== TASK MATERIAL ==

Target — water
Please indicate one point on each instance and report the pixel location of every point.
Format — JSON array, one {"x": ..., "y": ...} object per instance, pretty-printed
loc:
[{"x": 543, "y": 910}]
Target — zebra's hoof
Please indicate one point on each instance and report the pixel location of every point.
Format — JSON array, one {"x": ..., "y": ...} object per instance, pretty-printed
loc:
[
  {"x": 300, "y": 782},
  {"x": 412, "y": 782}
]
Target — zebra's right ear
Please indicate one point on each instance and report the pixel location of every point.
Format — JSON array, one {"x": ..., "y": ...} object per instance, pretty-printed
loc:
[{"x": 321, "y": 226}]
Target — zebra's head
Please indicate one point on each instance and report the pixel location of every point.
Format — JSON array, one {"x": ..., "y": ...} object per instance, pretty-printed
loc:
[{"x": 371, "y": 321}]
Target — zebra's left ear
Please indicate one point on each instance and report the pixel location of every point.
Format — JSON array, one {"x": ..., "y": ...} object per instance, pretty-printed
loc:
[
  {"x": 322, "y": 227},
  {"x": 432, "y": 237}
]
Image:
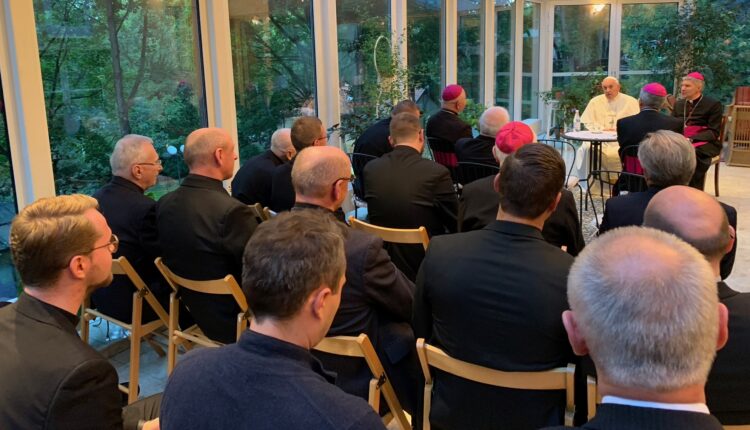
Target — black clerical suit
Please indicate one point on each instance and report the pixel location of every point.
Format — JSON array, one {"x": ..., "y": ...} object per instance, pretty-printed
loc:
[
  {"x": 479, "y": 203},
  {"x": 252, "y": 183},
  {"x": 705, "y": 112},
  {"x": 50, "y": 378},
  {"x": 131, "y": 216},
  {"x": 627, "y": 210},
  {"x": 729, "y": 381},
  {"x": 202, "y": 234},
  {"x": 494, "y": 297},
  {"x": 404, "y": 190}
]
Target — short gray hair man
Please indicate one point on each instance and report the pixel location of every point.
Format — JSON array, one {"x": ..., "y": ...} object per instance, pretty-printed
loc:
[
  {"x": 667, "y": 158},
  {"x": 492, "y": 120},
  {"x": 650, "y": 318}
]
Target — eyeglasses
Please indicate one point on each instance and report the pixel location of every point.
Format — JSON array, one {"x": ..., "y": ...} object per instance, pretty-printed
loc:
[{"x": 113, "y": 245}]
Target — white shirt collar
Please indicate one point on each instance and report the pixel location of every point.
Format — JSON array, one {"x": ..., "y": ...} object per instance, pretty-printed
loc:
[{"x": 688, "y": 407}]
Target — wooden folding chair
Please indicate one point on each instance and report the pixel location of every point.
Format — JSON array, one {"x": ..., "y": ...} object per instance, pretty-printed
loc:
[
  {"x": 393, "y": 235},
  {"x": 361, "y": 347},
  {"x": 556, "y": 379},
  {"x": 193, "y": 335},
  {"x": 122, "y": 267}
]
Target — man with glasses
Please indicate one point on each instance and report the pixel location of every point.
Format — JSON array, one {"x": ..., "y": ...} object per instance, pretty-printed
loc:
[
  {"x": 135, "y": 168},
  {"x": 62, "y": 249},
  {"x": 306, "y": 131}
]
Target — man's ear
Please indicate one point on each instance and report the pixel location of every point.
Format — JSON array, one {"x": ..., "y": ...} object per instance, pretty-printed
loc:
[{"x": 574, "y": 335}]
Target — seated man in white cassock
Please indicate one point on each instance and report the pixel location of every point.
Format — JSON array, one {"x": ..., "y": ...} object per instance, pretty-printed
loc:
[{"x": 602, "y": 113}]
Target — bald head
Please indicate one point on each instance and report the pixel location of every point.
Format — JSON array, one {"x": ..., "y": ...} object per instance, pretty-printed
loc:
[
  {"x": 692, "y": 215},
  {"x": 317, "y": 170}
]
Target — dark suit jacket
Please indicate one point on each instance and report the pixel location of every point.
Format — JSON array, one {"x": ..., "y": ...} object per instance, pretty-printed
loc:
[
  {"x": 479, "y": 203},
  {"x": 131, "y": 216},
  {"x": 202, "y": 234},
  {"x": 448, "y": 128},
  {"x": 476, "y": 150},
  {"x": 621, "y": 417},
  {"x": 631, "y": 130},
  {"x": 252, "y": 183},
  {"x": 282, "y": 189},
  {"x": 626, "y": 210},
  {"x": 729, "y": 381},
  {"x": 404, "y": 190},
  {"x": 50, "y": 378},
  {"x": 494, "y": 297}
]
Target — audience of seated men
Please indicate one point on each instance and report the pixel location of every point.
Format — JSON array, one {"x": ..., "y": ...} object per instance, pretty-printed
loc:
[
  {"x": 377, "y": 298},
  {"x": 252, "y": 183},
  {"x": 293, "y": 277},
  {"x": 62, "y": 249},
  {"x": 306, "y": 131},
  {"x": 130, "y": 214},
  {"x": 698, "y": 219},
  {"x": 479, "y": 149},
  {"x": 404, "y": 190},
  {"x": 667, "y": 159},
  {"x": 479, "y": 200},
  {"x": 203, "y": 230},
  {"x": 493, "y": 297},
  {"x": 651, "y": 321},
  {"x": 444, "y": 128},
  {"x": 701, "y": 115}
]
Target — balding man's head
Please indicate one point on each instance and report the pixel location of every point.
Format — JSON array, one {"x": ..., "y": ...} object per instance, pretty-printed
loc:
[
  {"x": 692, "y": 215},
  {"x": 317, "y": 171},
  {"x": 492, "y": 120}
]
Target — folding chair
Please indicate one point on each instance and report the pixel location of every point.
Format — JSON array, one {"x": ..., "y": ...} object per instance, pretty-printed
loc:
[
  {"x": 361, "y": 347},
  {"x": 138, "y": 331},
  {"x": 194, "y": 335},
  {"x": 556, "y": 379},
  {"x": 393, "y": 235}
]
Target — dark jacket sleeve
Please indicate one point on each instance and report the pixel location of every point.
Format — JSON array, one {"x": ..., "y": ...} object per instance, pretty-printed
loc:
[
  {"x": 87, "y": 398},
  {"x": 385, "y": 285}
]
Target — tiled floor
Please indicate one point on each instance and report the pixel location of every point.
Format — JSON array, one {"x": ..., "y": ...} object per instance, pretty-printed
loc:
[{"x": 733, "y": 189}]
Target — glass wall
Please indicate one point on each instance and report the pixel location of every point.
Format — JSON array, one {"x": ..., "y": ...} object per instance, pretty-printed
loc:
[
  {"x": 470, "y": 58},
  {"x": 640, "y": 23},
  {"x": 367, "y": 72},
  {"x": 112, "y": 68},
  {"x": 274, "y": 68},
  {"x": 504, "y": 25},
  {"x": 530, "y": 71},
  {"x": 9, "y": 282},
  {"x": 424, "y": 48}
]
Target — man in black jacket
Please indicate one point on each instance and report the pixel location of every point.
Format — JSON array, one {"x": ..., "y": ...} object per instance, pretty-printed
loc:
[
  {"x": 698, "y": 219},
  {"x": 62, "y": 248},
  {"x": 377, "y": 298},
  {"x": 643, "y": 305},
  {"x": 493, "y": 297},
  {"x": 203, "y": 230},
  {"x": 252, "y": 183},
  {"x": 404, "y": 190}
]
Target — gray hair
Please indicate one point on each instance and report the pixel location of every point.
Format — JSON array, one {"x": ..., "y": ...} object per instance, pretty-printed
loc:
[
  {"x": 492, "y": 120},
  {"x": 128, "y": 151},
  {"x": 668, "y": 158},
  {"x": 650, "y": 316},
  {"x": 651, "y": 101}
]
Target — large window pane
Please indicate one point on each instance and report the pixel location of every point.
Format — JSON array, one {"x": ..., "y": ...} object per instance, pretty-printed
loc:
[
  {"x": 274, "y": 67},
  {"x": 641, "y": 22},
  {"x": 8, "y": 208},
  {"x": 366, "y": 63},
  {"x": 530, "y": 73},
  {"x": 504, "y": 19},
  {"x": 470, "y": 58},
  {"x": 581, "y": 41},
  {"x": 425, "y": 41},
  {"x": 115, "y": 67}
]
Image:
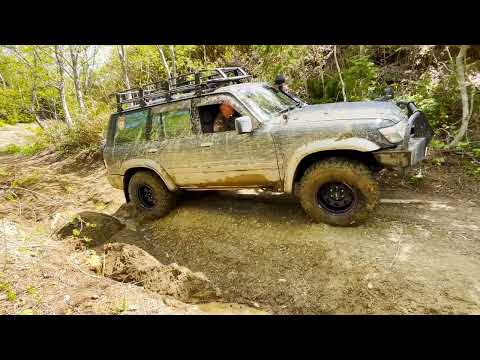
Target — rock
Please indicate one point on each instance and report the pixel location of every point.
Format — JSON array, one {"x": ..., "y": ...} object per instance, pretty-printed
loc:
[
  {"x": 96, "y": 227},
  {"x": 130, "y": 264}
]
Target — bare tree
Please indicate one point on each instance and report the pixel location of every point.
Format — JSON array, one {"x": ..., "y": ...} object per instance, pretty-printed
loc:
[
  {"x": 466, "y": 109},
  {"x": 33, "y": 106},
  {"x": 122, "y": 54},
  {"x": 164, "y": 61},
  {"x": 88, "y": 64},
  {"x": 75, "y": 65},
  {"x": 174, "y": 62},
  {"x": 339, "y": 73},
  {"x": 4, "y": 84},
  {"x": 61, "y": 84},
  {"x": 33, "y": 66}
]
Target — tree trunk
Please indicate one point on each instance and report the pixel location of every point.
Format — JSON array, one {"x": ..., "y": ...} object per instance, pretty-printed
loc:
[
  {"x": 339, "y": 73},
  {"x": 174, "y": 63},
  {"x": 33, "y": 107},
  {"x": 74, "y": 52},
  {"x": 164, "y": 61},
  {"x": 61, "y": 85},
  {"x": 2, "y": 80},
  {"x": 122, "y": 54},
  {"x": 460, "y": 68}
]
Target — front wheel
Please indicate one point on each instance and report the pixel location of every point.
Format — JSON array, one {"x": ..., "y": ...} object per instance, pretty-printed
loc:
[
  {"x": 339, "y": 192},
  {"x": 151, "y": 197}
]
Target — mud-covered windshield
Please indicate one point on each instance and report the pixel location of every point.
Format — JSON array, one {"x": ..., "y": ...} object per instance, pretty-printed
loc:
[{"x": 266, "y": 100}]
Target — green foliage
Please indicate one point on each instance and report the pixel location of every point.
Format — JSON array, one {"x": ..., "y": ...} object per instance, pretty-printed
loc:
[
  {"x": 38, "y": 144},
  {"x": 121, "y": 308},
  {"x": 6, "y": 288},
  {"x": 27, "y": 312},
  {"x": 416, "y": 180},
  {"x": 360, "y": 78},
  {"x": 85, "y": 135}
]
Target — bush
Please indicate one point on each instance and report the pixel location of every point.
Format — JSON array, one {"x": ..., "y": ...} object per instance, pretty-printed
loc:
[{"x": 85, "y": 134}]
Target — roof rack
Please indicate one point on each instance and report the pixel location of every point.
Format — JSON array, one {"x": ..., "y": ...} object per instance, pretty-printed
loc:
[{"x": 180, "y": 87}]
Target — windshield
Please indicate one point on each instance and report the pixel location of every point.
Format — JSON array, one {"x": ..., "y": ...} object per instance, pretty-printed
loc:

===

Give back exactly the lines running from the line containing "Target — mud-covered windshield" through the end of the material above, both included, and nothing beyond them.

Target — mud-covered windshield
Please indicate one point on each instance and report the pixel location of every point.
Format — JSON array, one {"x": ..., "y": ...} object per instance, pretty-printed
loc:
[{"x": 266, "y": 100}]
Target — green foliage
Please indicate one point on each instance and report the pixel location of every point.
Format — JSON array, one {"x": ..., "y": ...} object per instance, pretty-printed
loc:
[
  {"x": 38, "y": 144},
  {"x": 121, "y": 308},
  {"x": 6, "y": 288},
  {"x": 27, "y": 312},
  {"x": 416, "y": 180},
  {"x": 360, "y": 78},
  {"x": 85, "y": 135}
]
Target — bush
Please indicate one point on each instance and report the pixel location of every point.
Format — JSON array, one {"x": ..., "y": ...} object per instance, pretty-printed
loc:
[{"x": 85, "y": 134}]
Target — roof rack
Please indicate one point on each instance and report the pixel location of every point.
Format — JSON array, one {"x": ..., "y": ...} object per instance, pretty-printed
loc:
[{"x": 180, "y": 87}]
Target — windshield
Please indicate one point on each instance and report the pixel location of every point.
Format — JSON array, one {"x": ..., "y": ...} object per instance, pretty-printed
loc:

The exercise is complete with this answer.